THE PROBLEM: Please rewrite the rows from the first line through the line with "box: [0, 211, 187, 413]", putting "coarse mask" in place of "rough mask" and leaving everything else unchanged.

GIVEN DATA:
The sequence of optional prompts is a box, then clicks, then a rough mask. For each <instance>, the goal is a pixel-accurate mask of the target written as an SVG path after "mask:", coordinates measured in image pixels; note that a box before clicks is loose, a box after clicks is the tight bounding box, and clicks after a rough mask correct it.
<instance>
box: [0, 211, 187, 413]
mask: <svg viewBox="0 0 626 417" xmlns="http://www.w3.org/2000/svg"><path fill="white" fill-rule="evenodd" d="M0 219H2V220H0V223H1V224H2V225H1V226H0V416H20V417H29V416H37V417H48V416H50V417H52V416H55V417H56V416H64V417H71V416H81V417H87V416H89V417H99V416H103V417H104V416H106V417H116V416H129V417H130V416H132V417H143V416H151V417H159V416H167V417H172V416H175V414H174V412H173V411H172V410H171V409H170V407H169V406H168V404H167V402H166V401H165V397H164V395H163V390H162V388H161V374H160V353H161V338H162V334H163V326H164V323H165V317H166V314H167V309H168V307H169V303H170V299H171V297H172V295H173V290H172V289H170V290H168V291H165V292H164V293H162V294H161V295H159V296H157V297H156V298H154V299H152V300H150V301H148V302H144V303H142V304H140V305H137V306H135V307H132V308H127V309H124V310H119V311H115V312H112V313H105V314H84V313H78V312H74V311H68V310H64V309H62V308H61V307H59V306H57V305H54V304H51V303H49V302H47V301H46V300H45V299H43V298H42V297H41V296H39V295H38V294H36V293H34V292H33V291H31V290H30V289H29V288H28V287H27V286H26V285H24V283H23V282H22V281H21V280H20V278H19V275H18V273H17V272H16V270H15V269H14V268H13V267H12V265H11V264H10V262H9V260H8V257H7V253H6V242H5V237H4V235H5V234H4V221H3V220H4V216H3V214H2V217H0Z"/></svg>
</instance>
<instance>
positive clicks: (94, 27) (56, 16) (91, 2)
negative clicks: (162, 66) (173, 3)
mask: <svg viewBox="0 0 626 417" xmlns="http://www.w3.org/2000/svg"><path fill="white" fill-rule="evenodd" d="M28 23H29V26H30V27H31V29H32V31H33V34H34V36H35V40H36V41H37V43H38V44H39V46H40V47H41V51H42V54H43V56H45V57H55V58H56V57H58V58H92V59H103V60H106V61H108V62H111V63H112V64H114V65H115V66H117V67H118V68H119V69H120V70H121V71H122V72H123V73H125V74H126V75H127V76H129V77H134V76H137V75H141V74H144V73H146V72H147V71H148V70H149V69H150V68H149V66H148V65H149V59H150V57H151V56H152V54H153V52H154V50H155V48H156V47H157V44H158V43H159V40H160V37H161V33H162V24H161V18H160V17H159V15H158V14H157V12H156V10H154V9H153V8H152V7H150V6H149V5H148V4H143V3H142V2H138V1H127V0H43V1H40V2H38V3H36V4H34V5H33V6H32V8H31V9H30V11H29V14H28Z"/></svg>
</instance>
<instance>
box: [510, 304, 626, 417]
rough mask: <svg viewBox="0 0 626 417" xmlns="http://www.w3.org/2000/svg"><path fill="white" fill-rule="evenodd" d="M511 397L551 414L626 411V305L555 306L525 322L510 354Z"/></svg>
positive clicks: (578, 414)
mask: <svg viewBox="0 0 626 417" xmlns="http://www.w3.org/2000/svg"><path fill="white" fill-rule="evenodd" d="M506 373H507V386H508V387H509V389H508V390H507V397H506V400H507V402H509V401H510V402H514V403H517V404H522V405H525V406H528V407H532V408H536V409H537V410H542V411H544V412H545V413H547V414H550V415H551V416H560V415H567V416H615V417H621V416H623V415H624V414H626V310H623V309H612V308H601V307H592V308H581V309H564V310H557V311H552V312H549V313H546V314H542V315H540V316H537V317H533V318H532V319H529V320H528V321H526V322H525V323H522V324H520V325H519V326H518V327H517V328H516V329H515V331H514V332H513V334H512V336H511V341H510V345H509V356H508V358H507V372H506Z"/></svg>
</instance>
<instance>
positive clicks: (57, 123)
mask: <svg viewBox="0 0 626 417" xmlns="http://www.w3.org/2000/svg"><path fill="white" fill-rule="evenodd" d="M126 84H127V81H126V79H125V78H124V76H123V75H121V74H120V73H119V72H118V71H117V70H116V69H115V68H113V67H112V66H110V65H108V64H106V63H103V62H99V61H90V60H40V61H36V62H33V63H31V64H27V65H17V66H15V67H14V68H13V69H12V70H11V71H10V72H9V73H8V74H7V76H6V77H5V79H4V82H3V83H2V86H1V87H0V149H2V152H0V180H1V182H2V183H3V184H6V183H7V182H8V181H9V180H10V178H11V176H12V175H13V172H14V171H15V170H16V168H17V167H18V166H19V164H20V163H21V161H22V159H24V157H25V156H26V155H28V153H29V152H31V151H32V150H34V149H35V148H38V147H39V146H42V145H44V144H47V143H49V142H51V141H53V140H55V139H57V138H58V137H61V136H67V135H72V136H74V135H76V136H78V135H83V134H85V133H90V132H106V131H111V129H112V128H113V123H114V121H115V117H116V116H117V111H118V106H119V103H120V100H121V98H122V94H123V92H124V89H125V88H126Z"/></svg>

REPLY:
The sequence of optional prompts is a box, then clicks, then a coarse mask. For each <instance>, the goal is a pixel-accurate mask of the target written as an SVG path after "mask:", coordinates measured in image pixels; note that a box before clicks is loose, a box after clicks is the tight bounding box, and clicks after a coarse mask correct it.
<instance>
box: [0, 211, 187, 413]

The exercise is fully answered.